**WORKING DATA:**

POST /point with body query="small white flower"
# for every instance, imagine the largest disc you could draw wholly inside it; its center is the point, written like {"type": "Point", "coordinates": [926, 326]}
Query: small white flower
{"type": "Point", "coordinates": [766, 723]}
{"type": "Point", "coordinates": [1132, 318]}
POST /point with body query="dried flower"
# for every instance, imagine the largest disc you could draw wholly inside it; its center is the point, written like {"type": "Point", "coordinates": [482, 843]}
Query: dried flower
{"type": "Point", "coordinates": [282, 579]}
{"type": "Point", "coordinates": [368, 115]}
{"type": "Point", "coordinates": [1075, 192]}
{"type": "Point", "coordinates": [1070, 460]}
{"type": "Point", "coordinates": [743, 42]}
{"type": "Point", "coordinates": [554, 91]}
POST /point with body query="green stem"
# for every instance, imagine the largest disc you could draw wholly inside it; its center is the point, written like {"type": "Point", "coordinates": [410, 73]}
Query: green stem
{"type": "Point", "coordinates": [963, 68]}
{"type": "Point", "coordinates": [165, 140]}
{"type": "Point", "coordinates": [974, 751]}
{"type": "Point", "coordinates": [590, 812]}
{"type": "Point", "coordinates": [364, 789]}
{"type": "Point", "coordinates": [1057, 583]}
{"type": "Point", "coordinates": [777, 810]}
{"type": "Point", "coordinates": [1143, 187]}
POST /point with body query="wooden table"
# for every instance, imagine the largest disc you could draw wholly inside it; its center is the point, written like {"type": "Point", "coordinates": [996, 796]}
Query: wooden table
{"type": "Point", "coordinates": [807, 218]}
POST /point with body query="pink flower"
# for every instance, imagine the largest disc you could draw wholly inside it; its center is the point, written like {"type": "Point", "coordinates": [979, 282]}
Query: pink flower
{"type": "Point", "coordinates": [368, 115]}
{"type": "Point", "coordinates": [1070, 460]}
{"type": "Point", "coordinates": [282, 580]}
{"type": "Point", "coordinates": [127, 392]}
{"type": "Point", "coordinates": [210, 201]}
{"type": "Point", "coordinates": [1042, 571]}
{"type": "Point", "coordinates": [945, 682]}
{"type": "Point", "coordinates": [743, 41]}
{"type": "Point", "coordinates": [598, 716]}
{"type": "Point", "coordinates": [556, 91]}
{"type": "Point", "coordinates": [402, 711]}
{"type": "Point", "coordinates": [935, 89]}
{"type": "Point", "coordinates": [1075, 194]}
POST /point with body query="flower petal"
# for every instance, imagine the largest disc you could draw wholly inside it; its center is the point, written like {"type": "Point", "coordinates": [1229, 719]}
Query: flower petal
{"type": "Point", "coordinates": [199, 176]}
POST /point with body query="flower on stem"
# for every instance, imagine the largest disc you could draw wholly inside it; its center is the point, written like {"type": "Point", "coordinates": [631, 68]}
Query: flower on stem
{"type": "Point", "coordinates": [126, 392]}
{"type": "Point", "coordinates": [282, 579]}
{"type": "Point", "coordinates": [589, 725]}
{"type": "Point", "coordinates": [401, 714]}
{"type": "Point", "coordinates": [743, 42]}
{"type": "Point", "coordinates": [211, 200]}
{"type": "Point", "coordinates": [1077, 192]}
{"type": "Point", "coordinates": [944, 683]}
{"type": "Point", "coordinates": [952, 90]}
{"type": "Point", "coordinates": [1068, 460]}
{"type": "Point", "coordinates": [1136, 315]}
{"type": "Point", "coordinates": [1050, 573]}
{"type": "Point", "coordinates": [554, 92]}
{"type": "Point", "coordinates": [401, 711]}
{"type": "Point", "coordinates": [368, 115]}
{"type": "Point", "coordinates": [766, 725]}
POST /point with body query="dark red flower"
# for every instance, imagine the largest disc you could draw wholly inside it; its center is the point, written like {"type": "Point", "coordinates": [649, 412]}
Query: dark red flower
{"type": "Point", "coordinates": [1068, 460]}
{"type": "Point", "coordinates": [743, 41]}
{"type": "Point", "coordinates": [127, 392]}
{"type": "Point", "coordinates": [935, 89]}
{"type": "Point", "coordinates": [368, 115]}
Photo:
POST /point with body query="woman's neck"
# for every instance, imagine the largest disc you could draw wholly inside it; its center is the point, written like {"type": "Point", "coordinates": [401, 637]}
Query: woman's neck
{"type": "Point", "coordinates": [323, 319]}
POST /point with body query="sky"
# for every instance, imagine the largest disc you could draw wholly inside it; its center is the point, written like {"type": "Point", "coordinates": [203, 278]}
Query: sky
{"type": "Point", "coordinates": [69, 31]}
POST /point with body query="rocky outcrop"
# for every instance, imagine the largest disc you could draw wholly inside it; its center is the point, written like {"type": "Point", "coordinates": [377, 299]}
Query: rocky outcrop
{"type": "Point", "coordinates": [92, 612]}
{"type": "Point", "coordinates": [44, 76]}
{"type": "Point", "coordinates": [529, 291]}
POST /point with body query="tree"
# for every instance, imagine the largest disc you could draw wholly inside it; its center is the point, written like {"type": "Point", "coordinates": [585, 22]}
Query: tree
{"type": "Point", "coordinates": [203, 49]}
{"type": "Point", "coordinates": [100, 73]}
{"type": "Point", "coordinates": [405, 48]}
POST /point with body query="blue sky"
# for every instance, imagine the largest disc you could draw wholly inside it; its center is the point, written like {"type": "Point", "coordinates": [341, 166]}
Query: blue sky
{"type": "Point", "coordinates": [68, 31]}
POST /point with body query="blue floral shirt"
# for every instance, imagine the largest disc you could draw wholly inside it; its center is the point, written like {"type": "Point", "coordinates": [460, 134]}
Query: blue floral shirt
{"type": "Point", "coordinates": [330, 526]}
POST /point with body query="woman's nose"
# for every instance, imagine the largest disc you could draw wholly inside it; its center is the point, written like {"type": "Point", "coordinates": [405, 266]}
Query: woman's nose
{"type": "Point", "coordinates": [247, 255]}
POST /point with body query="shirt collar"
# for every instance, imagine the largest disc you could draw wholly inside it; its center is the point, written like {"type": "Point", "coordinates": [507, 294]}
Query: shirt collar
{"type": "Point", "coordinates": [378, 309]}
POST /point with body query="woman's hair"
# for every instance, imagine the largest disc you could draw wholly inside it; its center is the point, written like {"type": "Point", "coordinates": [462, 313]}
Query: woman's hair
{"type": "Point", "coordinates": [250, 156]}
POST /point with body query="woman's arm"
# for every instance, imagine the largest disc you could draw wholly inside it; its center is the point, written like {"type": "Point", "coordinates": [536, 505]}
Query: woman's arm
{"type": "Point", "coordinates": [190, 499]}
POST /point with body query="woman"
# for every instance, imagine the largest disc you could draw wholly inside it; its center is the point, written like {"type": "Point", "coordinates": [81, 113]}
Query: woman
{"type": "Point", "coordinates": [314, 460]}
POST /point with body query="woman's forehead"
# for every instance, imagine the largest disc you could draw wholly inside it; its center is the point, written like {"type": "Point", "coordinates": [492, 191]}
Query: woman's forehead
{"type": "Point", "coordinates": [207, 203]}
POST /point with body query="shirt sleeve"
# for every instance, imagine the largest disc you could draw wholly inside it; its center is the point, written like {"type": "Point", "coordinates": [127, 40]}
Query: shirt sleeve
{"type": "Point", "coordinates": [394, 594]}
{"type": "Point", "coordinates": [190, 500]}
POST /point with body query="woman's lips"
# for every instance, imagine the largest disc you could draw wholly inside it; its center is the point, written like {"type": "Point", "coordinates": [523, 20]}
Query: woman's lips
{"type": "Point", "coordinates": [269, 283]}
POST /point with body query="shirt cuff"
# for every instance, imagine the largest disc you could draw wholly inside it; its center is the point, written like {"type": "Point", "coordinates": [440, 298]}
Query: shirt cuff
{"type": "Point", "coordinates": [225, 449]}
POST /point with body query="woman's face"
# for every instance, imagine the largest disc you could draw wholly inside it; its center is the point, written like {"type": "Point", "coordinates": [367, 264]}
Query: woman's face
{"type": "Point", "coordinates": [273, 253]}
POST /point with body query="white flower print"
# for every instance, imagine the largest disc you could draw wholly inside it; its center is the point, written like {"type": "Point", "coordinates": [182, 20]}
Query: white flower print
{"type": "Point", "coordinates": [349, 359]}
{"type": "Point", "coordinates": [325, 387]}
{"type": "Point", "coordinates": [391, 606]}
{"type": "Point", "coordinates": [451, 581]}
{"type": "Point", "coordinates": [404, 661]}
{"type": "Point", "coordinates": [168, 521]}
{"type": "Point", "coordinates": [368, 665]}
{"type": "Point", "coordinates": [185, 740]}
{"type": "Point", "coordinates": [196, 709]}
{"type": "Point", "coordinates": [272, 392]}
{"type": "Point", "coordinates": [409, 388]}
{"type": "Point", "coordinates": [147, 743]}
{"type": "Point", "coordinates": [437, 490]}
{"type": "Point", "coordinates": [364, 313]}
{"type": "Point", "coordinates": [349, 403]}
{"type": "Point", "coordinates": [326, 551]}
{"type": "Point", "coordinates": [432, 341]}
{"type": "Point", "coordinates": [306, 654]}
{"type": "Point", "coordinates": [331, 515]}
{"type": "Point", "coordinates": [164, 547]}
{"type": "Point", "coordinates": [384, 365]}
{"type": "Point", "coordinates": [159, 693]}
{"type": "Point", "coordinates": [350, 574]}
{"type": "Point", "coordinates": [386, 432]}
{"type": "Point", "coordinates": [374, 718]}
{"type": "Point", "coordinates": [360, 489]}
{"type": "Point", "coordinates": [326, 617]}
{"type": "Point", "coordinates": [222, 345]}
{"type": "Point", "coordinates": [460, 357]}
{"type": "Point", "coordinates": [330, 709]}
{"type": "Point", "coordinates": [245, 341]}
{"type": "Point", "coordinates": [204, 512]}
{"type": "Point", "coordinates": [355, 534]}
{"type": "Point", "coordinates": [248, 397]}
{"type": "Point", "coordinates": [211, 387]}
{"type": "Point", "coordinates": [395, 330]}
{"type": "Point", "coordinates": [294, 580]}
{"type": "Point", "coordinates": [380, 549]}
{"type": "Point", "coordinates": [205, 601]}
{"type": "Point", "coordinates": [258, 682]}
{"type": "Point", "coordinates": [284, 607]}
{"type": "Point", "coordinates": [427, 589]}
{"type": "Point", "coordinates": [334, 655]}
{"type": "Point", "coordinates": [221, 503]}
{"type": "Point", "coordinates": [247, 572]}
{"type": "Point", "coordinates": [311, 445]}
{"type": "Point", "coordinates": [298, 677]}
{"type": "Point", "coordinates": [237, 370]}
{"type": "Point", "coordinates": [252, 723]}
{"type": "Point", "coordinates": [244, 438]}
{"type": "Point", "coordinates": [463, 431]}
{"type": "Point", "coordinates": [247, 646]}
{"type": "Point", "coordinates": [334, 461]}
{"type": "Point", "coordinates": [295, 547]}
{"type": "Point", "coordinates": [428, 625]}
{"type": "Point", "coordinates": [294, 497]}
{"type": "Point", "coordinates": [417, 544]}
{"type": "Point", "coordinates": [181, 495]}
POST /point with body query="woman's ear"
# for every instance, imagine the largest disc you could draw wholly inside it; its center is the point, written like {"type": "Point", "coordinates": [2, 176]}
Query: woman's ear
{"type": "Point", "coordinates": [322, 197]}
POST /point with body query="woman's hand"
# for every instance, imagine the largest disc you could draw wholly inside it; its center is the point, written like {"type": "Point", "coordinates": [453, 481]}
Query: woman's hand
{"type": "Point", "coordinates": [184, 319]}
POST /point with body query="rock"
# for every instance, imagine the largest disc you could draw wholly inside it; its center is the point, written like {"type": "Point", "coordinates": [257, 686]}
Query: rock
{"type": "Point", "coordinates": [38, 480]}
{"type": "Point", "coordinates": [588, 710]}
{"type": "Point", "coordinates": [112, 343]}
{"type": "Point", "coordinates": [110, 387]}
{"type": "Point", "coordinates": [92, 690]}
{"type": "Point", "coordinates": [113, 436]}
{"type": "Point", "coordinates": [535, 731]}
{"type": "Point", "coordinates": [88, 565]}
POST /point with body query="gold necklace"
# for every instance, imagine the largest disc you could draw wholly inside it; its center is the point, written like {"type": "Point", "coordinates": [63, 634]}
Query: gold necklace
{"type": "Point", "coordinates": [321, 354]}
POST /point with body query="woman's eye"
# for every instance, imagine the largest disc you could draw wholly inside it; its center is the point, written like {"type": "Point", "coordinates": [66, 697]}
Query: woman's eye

**WHAT NEEDS TO BE DONE:** List every line in the data above that contains the string "print". Case counts, so include only lines where the capitalization matches.

**CORRECT RESULT:**
POST /point with body query="white flower print"
Query: white flower print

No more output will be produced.